## [What to produce]
Return the following entries exactly, word for word.

Top of Supplied records

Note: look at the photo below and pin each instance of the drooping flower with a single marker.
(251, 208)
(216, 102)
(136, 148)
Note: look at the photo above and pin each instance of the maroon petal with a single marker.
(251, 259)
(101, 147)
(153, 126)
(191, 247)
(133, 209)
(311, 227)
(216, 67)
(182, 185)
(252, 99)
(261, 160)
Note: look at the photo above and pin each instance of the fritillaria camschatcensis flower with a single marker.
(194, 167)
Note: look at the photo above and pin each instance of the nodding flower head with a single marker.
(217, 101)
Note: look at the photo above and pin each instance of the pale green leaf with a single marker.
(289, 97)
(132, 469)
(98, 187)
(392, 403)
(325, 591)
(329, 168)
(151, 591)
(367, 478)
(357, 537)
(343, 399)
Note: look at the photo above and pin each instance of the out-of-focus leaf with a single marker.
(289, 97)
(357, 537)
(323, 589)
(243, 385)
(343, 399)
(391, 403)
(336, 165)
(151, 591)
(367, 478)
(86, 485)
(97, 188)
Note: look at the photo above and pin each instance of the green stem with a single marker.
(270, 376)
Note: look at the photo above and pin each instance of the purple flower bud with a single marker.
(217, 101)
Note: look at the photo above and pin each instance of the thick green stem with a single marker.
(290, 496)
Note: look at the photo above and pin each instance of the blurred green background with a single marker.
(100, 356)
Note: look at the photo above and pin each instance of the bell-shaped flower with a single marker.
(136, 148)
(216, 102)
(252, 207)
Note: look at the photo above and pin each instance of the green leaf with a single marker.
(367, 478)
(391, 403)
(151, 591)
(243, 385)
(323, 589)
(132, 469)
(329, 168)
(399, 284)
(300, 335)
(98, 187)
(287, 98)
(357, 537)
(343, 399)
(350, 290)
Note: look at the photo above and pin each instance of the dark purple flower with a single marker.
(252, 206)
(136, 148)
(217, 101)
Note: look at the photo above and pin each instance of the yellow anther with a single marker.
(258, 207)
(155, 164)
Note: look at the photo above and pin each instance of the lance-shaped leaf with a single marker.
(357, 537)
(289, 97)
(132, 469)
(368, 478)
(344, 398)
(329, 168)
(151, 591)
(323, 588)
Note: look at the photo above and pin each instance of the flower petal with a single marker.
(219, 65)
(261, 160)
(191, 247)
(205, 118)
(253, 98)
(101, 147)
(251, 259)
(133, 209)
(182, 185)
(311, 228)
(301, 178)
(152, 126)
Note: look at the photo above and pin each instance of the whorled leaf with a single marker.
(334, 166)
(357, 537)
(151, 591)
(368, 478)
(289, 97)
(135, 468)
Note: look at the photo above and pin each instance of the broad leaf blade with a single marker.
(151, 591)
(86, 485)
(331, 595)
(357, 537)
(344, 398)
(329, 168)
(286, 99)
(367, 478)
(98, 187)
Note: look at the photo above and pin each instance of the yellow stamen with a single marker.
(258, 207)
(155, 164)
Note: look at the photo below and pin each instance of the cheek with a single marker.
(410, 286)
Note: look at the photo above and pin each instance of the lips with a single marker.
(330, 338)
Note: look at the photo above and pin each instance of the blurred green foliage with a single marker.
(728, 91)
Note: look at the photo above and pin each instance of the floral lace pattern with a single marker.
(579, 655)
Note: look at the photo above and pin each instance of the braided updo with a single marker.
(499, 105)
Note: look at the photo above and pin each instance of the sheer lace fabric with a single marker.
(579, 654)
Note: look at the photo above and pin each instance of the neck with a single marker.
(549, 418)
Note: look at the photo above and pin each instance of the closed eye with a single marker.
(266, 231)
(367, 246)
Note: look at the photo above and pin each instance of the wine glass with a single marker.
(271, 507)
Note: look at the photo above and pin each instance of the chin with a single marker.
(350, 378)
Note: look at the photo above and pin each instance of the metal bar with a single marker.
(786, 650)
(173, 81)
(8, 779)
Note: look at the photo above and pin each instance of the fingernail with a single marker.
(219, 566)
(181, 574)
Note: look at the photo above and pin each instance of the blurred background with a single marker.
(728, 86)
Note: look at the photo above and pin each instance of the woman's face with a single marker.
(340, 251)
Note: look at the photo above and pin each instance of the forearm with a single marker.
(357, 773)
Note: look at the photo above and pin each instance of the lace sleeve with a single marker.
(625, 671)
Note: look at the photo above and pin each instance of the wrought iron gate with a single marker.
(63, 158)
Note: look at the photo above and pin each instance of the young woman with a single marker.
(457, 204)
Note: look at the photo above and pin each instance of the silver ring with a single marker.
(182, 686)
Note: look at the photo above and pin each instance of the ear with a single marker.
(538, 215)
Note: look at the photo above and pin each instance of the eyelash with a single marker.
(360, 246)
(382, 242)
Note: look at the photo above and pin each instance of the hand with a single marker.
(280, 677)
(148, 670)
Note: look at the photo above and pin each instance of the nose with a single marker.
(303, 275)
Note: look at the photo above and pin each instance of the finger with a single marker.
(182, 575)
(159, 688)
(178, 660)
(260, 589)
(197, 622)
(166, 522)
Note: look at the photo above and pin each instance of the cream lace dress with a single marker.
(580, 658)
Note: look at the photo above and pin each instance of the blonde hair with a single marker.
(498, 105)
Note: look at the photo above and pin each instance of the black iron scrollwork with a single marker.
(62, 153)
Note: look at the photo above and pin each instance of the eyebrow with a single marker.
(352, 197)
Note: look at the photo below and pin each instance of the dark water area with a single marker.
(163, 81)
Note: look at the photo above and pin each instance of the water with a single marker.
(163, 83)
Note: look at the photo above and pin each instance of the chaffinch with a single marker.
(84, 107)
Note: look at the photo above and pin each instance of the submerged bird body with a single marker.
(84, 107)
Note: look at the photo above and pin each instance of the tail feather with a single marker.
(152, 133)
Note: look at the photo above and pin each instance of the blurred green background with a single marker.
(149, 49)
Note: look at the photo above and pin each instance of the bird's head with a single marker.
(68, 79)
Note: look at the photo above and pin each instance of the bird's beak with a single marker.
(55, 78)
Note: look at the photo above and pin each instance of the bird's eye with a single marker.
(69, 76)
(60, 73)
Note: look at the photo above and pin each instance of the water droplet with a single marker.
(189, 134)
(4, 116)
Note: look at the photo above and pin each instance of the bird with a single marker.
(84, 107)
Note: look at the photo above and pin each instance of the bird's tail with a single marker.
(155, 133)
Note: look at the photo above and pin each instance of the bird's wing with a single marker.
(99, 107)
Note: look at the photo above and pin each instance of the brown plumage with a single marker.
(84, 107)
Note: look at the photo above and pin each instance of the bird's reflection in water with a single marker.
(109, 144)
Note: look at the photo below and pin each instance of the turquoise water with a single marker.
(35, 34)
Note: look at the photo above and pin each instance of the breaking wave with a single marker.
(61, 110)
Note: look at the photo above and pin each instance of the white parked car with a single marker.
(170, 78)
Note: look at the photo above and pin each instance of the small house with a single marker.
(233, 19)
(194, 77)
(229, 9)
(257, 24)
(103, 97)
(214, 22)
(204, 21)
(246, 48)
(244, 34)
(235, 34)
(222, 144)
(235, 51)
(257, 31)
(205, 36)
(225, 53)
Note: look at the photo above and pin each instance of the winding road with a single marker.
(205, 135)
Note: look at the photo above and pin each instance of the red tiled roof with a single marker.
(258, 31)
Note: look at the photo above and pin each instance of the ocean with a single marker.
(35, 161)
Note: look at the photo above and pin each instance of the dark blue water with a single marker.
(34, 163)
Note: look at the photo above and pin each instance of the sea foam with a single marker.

Bottom of Supplied records

## [Response area]
Note: look at the photo below and pin each instance of the drooping flower with a single marker.
(251, 208)
(216, 102)
(136, 148)
Note: look at the photo above and pin each instance of the maroon petal with a single marker.
(251, 259)
(101, 147)
(153, 126)
(191, 247)
(133, 209)
(311, 227)
(216, 67)
(182, 185)
(252, 99)
(261, 160)
Note: look at the photo above and pin each instance of the fritillaria camschatcensis flower with a single marker.
(194, 167)
Note: look at the photo above and pin each instance of the nodding flower head with a single marker.
(217, 101)
Note: look at the photo above and pin each instance of the pale green leaf with a single marker.
(289, 97)
(132, 469)
(98, 187)
(392, 403)
(325, 591)
(329, 168)
(151, 591)
(367, 478)
(357, 537)
(343, 399)
Note: look at the photo above and pin each instance of the out-of-focus leaf with a single marker.
(289, 97)
(357, 537)
(323, 589)
(243, 385)
(343, 399)
(391, 403)
(336, 165)
(151, 591)
(367, 478)
(86, 485)
(97, 188)
Note: look at the photo above and pin each instance of the green stem with a single marker.
(270, 376)
Note: look at the photo above and pin each instance of the purple flower bud with a single marker.
(217, 101)
Note: look at the photo above and pin each instance of the thick green stem with a single marker.
(290, 496)
Note: look at the photo above and pin each instance of the blurred green background with a single marker.
(100, 356)
Note: look at the photo above and pin each instance of the bell-shaped flower with a single marker.
(136, 148)
(216, 102)
(252, 207)
Note: look at the photo above and pin each instance of the green leaf with a single marker.
(367, 478)
(391, 403)
(151, 591)
(243, 385)
(323, 589)
(132, 469)
(329, 168)
(399, 284)
(300, 335)
(98, 187)
(287, 98)
(357, 537)
(343, 399)
(350, 290)
Note: look at the photo above and pin each instance of the dark purple flower with a single marker.
(252, 206)
(136, 148)
(217, 101)
Note: look at the photo above and pin each instance of the yellow anther with a single marker.
(258, 207)
(155, 164)
Note: look at the photo above and pin each instance of the lance-shaped leaf with a single marker.
(357, 537)
(289, 97)
(132, 469)
(368, 478)
(344, 398)
(329, 168)
(151, 591)
(323, 588)
Note: look at the photo above and pin each instance of the flower petal with a single marker.
(219, 65)
(261, 160)
(191, 247)
(205, 118)
(253, 98)
(101, 147)
(251, 259)
(133, 209)
(182, 185)
(311, 228)
(301, 178)
(152, 126)
Note: look at the photo above and pin each instance of the whorled leaf with a single marker.
(334, 166)
(357, 537)
(151, 591)
(368, 478)
(289, 97)
(135, 468)
Note: look at the photo above and pin each instance of the broad leaf blade with a single marker.
(151, 591)
(86, 485)
(331, 595)
(357, 537)
(344, 398)
(329, 168)
(286, 99)
(367, 478)
(98, 187)
Note: look at the photo above and pin each instance of the yellow stamen with a single marker.
(258, 207)
(155, 164)
Note: look at the photo below and pin each instance of the cheek with a single marker.
(410, 286)
Note: look at the photo above and pin each instance of the lips with a single marker.
(330, 338)
Note: look at the photo above and pin each instance of the blurred green foliage with a single marker.
(728, 91)
Note: look at the photo above and pin each instance of the floral lace pattern with a single marker.
(579, 655)
Note: look at the photo above and pin each instance of the braided updo with a single marker.
(499, 105)
Note: look at the photo above and pin each instance of the sheer lace fabric with a single marker.
(579, 654)
Note: look at the photo above and pin each instance of the neck with a single marker.
(549, 418)
Note: look at the photo above and pin each instance of the closed eye with a single marker.
(266, 231)
(367, 246)
Note: look at the photo above and pin each instance of the wine glass with a single marker.
(271, 507)
Note: look at the photo above and pin each instance of the chin with a single marker.
(350, 378)
Note: look at the photo above and pin each instance of the metal bar with a single marker.
(786, 650)
(173, 81)
(8, 779)
Note: look at the photo above and pin each instance of the fingernail with a single marker.
(219, 566)
(181, 574)
Note: look at the photo above and pin each instance of the blurred background with a single marker.
(728, 86)
Note: look at the photo above and pin each instance of the woman's face with a single marker.
(340, 251)
Note: look at the photo above and pin each instance of the forearm with a single marker.
(357, 773)
Note: look at the photo above and pin each instance of the lace sleeve with a single marker.
(625, 671)
Note: look at the photo above and pin each instance of the wrought iron gate with a single marker.
(63, 158)
Note: look at the photo above and pin each instance of the young woman with a single marker.
(457, 204)
Note: look at the photo above and pin each instance of the silver ring with a single marker.
(182, 686)
Note: look at the photo above and pin each instance of the ear with a single marker.
(538, 215)
Note: look at the photo above and pin each instance of the eyelash with a single marker.
(360, 246)
(382, 242)
Note: look at the photo above and pin each instance of the hand with a single marker.
(280, 677)
(148, 670)
Note: look at the photo above and pin each instance of the nose with a single marker.
(303, 275)
Note: look at the photo above and pin each instance of the finger with a single marker.
(182, 575)
(159, 688)
(178, 660)
(260, 589)
(197, 622)
(166, 522)
Note: look at the photo above and pin each instance of the cream lace dress with a single marker.
(580, 658)
Note: look at the photo above and pin each instance of the blonde hair with a single marker.
(498, 105)
Note: look at the photo above and pin each instance of the black iron scrollwork with a single marker.
(62, 153)
Note: look at the photo above and pin each instance of the eyebrow with a single marker.
(352, 197)
Note: look at the photo below and pin each instance of the dark water area with a single marker.
(163, 81)
Note: look at the photo above and pin each instance of the water with a single marker.
(163, 83)
Note: look at the photo above and pin each instance of the chaffinch with a single marker.
(84, 107)
Note: look at the photo above and pin each instance of the submerged bird body with a single marker.
(84, 107)
Note: look at the photo above and pin each instance of the tail feather with a single marker.
(152, 133)
Note: look at the photo above and pin each instance of the blurred green background with a single marker.
(149, 49)
Note: look at the photo above and pin each instance of the bird's head with a single marker.
(68, 79)
Note: look at the photo above and pin each instance of the bird's beak with a single marker.
(55, 78)
Note: look at the photo above and pin each instance of the bird's eye with a single marker.
(69, 76)
(60, 73)
Note: look at the photo above and pin each instance of the water droplet with a single marker.
(189, 134)
(4, 116)
Note: look at the photo above and pin each instance of the bird with a single marker.
(84, 107)
Note: look at the photo above and pin each instance of the bird's tail with a single marker.
(155, 133)
Note: look at the photo above and pin each instance of the bird's wing with a single marker.
(99, 107)
Note: look at the photo above and pin each instance of the brown plumage with a single marker.
(84, 107)
Note: look at the photo above and pin each instance of the bird's reflection in water with a single marker.
(109, 144)
Note: look at the photo below and pin each instance of the turquoise water with a single marker.
(35, 34)
Note: look at the photo above and pin each instance of the breaking wave with a single marker.
(61, 110)
Note: look at the photo above and pin each instance of the white parked car with a single marker.
(170, 78)
Note: look at the photo above and pin each instance of the small house with a single marker.
(233, 19)
(194, 77)
(229, 9)
(257, 24)
(103, 97)
(214, 22)
(204, 21)
(246, 48)
(244, 34)
(235, 34)
(222, 144)
(235, 51)
(257, 31)
(205, 36)
(225, 53)
Note: look at the photo above and pin each instance of the winding road with a single marker.
(205, 135)
Note: look at the photo above and pin each instance of the red tiled roof with a single marker.
(258, 31)
Note: look at the photo above and pin each instance of the ocean with a single marker.
(35, 161)
Note: look at the photo above and pin each instance of the dark blue water with a single marker.
(34, 163)
Note: look at the photo above and pin each instance of the sea foam with a single marker.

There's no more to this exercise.